▶ [Objective] Your task is to extract every line from the material below exactly.

▶ [Provided data]
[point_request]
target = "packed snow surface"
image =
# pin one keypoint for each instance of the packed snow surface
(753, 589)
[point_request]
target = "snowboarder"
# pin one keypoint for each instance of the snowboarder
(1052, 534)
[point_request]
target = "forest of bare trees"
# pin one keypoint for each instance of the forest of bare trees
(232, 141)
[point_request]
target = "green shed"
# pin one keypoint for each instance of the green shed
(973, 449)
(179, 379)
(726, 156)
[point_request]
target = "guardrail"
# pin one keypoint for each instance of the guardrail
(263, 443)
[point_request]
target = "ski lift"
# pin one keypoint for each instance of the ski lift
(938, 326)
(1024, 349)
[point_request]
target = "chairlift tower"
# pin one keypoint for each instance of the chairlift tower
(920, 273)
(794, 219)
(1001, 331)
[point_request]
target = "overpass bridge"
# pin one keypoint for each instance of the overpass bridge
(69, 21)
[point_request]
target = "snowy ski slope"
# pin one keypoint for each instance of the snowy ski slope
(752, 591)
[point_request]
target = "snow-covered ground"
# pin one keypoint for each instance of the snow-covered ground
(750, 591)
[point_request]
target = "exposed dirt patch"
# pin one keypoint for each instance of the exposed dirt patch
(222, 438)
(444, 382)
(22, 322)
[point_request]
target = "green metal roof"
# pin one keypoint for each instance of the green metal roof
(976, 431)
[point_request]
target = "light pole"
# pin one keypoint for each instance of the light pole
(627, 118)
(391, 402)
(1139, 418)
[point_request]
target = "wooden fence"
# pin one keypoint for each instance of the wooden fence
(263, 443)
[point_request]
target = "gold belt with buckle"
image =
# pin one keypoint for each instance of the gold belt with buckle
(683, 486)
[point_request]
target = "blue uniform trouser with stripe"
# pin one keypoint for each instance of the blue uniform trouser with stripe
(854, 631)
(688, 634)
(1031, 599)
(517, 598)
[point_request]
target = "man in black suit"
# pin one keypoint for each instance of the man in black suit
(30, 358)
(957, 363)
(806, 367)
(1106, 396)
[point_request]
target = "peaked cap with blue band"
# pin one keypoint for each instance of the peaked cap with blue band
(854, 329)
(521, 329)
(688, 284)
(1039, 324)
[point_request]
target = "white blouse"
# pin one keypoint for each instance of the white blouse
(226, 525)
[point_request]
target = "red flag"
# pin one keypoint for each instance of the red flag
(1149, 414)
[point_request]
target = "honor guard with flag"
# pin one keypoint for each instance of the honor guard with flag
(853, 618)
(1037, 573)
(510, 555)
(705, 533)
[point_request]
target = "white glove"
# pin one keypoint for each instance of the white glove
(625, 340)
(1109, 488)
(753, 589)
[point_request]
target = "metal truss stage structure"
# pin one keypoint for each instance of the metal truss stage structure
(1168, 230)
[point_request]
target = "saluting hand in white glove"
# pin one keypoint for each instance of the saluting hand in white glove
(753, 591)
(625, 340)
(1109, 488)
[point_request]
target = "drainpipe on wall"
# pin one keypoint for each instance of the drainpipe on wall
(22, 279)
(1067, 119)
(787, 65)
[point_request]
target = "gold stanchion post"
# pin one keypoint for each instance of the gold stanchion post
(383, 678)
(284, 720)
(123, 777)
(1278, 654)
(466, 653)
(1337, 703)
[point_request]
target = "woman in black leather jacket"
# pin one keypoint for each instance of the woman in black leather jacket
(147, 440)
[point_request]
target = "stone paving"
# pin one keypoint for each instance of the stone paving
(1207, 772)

▶ [Solution to this exercise]
[point_request]
target = "packed snow surface"
image =
# pin one keypoint for each instance of the packed snow surface
(753, 589)
[point_request]
target = "snowboarder"
# pin one keypoint for each instance of the snowboarder
(1052, 534)
[point_request]
target = "forest of bare trees"
# pin one keypoint for each instance of the forest of bare trees
(232, 141)
[point_request]
target = "green shed"
# pin one keypoint for each instance of the green shed
(973, 449)
(179, 379)
(726, 156)
[point_request]
target = "guardrail"
# pin one keypoint for each instance of the guardrail
(263, 443)
[point_request]
target = "ski lift"
# pin one keypoint for each instance of the ski lift
(938, 326)
(1024, 349)
[point_request]
target = "chairlift tower"
# pin one keypoint for each instance of the chairlift tower
(920, 273)
(794, 219)
(1001, 331)
[point_request]
target = "overpass bridge"
# pin one keypoint for each instance of the overpass bridge
(69, 21)
[point_request]
target = "snowy ski slope"
# pin one keypoint for each instance of the snowy ski slope
(752, 591)
[point_request]
target = "snow-covered ground"
# pin one keypoint for each instance of the snow-covered ground
(750, 591)
[point_request]
target = "exposed dirt patch"
# pin one keypoint for each instance of the exposed dirt patch
(222, 438)
(444, 382)
(22, 322)
[point_request]
target = "green metal roof"
# pin one keypoint for each instance of the green metal roof
(976, 431)
[point_request]
target = "light pole"
# pin one keypoint for each instance of the light pole
(627, 118)
(391, 402)
(1139, 418)
[point_request]
target = "wooden fence"
# pin one keypoint for each instance of the wooden fence
(263, 443)
[point_request]
target = "gold belt with buckle"
image =
# pin one keypoint for each instance of the gold belt with buckle
(683, 486)
[point_request]
target = "blue uniform trouser with stripe"
# pin one keypoint for each instance of the blue uniform trouser with stripe
(854, 631)
(688, 634)
(1031, 599)
(517, 598)
[point_request]
target = "man in black suit"
# pin one keypoint for each instance of the man in black suit
(30, 358)
(957, 363)
(806, 367)
(1106, 396)
[point_request]
target = "peaked cap with blue band"
# pin one keypoint for each instance of the peaked cap with blue band
(854, 329)
(521, 329)
(688, 284)
(1039, 324)
[point_request]
target = "white blouse"
# pin one keypoint for each instance of the white blouse
(226, 525)
[point_request]
target = "red flag"
# pin one keypoint for each instance of the red flag
(1149, 414)
[point_request]
target = "honor guard with flag"
# pin one keypoint for each instance of the honor guard with flag
(853, 618)
(1037, 573)
(510, 555)
(705, 533)
[point_request]
target = "white glove"
# pin one keypoint for each instance of the white glove
(625, 340)
(1109, 488)
(753, 589)
[point_request]
target = "metal truss stage structure"
# pin one keypoint for each instance of the metal truss stage structure
(1168, 230)
[point_request]
target = "saluting hand in white glove"
# pin one keypoint for each instance of the saluting hand in white glove
(753, 591)
(625, 340)
(1109, 488)
[point_request]
target = "drainpipe on wall"
# pin one keypoint for each instance of the drainpipe on wall
(22, 279)
(1067, 119)
(787, 65)
[point_request]
target = "gold stanchion post"
# pin one keypoint for each instance of the gold stanchion post
(383, 678)
(284, 720)
(123, 777)
(1278, 654)
(466, 653)
(1337, 703)
[point_request]
target = "woman in black leather jacket"
# pin one keypoint for each instance of the woman in black leather jacket
(147, 440)
[point_request]
target = "stone paving"
# pin one keypoint for each instance of the stone paving
(1207, 772)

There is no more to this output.